Please name the organization that, according to the Ring of Fire passage, completed a study on the economics of building and operating a railroad line from Nakina to the Ring of Fire.

> Supplied passage:

<<<<

To properly assess that purpose, it is imperative for you to fully understand the results of the research undertaken by CanmetMINING and a study completed for us by China Railway First Survey & Design Institute Group (FSDI) relating to the economics of constructing and operating a railroad line on our claims from Nakina to the Ring of Fire in connection with development of chromite mines in the Ring of Fire.

The prospect for the development of these mines will provide for you important parts to an understanding of the global economic context of the rationale for Ontario providing the Webequie First Nation with a road to them, and the Marten Falls First Nation with bridges across the Ogoki and Albany Rivers for a road link south to Ontario's transportation network, in addition to the ostensible utility for the inhabitants of those communities.

That context is absent from the material filed to date.

Without that holistic context, your consideration of the Project is missing a significant and substantive reason, not being completely informed of an ultimate goal of these disparate and uncoordinated activities that may appear otherwise to be economically unsound but, with that holistic context, have a sound economic basis.

>>>>

> Dataset:
<<<<

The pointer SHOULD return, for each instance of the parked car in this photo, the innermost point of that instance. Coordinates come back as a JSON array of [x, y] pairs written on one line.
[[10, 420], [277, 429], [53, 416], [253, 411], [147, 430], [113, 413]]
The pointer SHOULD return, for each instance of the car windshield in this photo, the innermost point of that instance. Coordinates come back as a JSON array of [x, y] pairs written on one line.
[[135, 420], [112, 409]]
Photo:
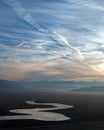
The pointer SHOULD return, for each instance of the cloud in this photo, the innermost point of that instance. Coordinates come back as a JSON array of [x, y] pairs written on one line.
[[43, 37]]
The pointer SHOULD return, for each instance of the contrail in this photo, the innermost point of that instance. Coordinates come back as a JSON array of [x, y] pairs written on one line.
[[23, 14]]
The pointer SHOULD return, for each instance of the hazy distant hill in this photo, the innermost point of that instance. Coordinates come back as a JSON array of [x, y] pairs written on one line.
[[8, 84], [49, 84], [90, 89], [61, 85], [69, 85]]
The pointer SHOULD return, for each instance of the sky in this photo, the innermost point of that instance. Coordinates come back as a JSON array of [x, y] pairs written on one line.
[[52, 40]]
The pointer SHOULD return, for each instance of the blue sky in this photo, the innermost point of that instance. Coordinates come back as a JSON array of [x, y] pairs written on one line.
[[52, 40]]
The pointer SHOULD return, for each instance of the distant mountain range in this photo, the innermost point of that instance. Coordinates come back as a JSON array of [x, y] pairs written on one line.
[[90, 89], [8, 84], [62, 85]]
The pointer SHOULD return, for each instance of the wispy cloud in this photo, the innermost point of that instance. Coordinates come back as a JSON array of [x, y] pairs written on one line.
[[42, 37]]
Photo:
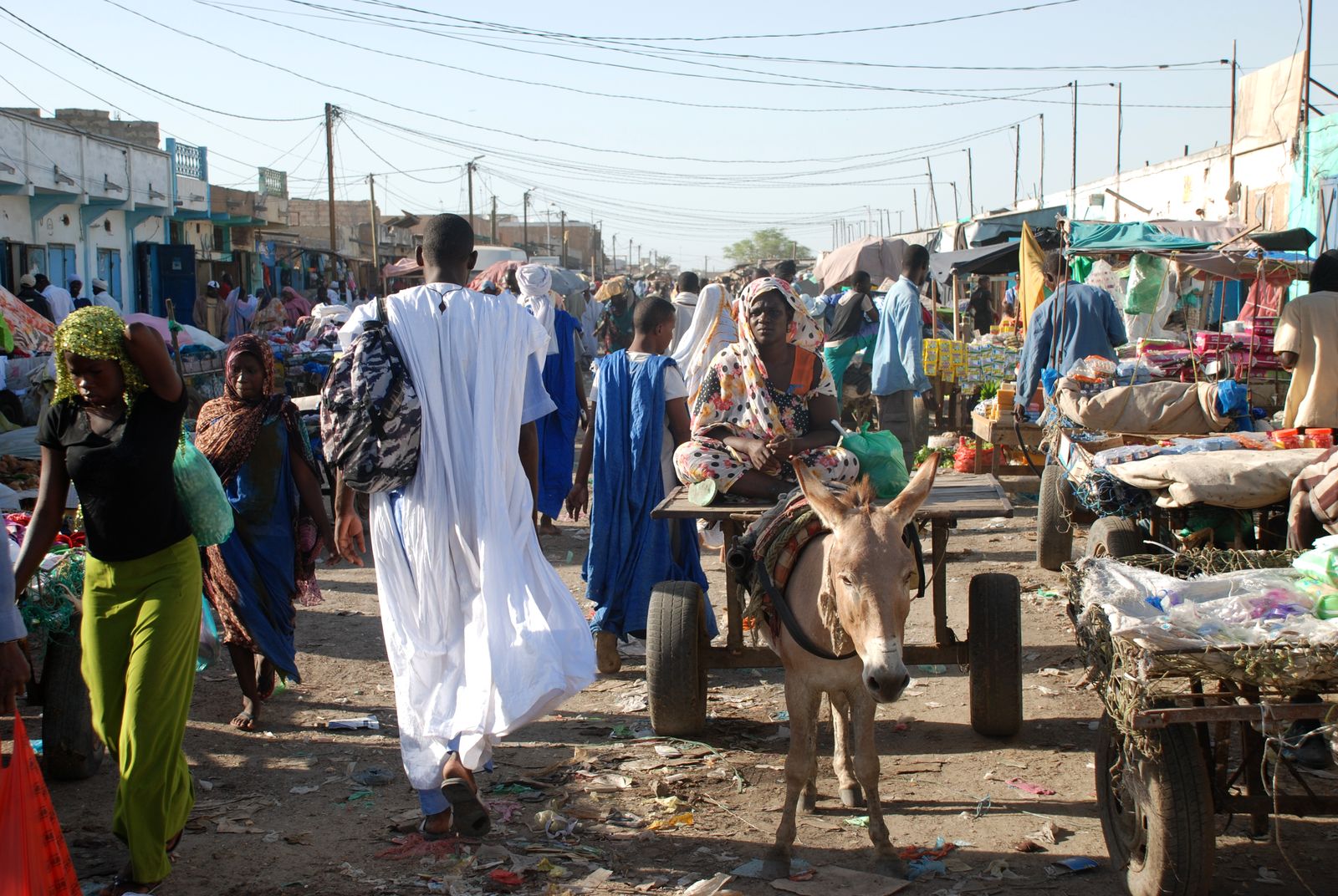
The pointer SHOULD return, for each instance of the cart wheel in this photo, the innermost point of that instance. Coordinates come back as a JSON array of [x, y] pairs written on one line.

>>>>

> Complete output: China Railway First Survey & Design Institute Group (FSDI)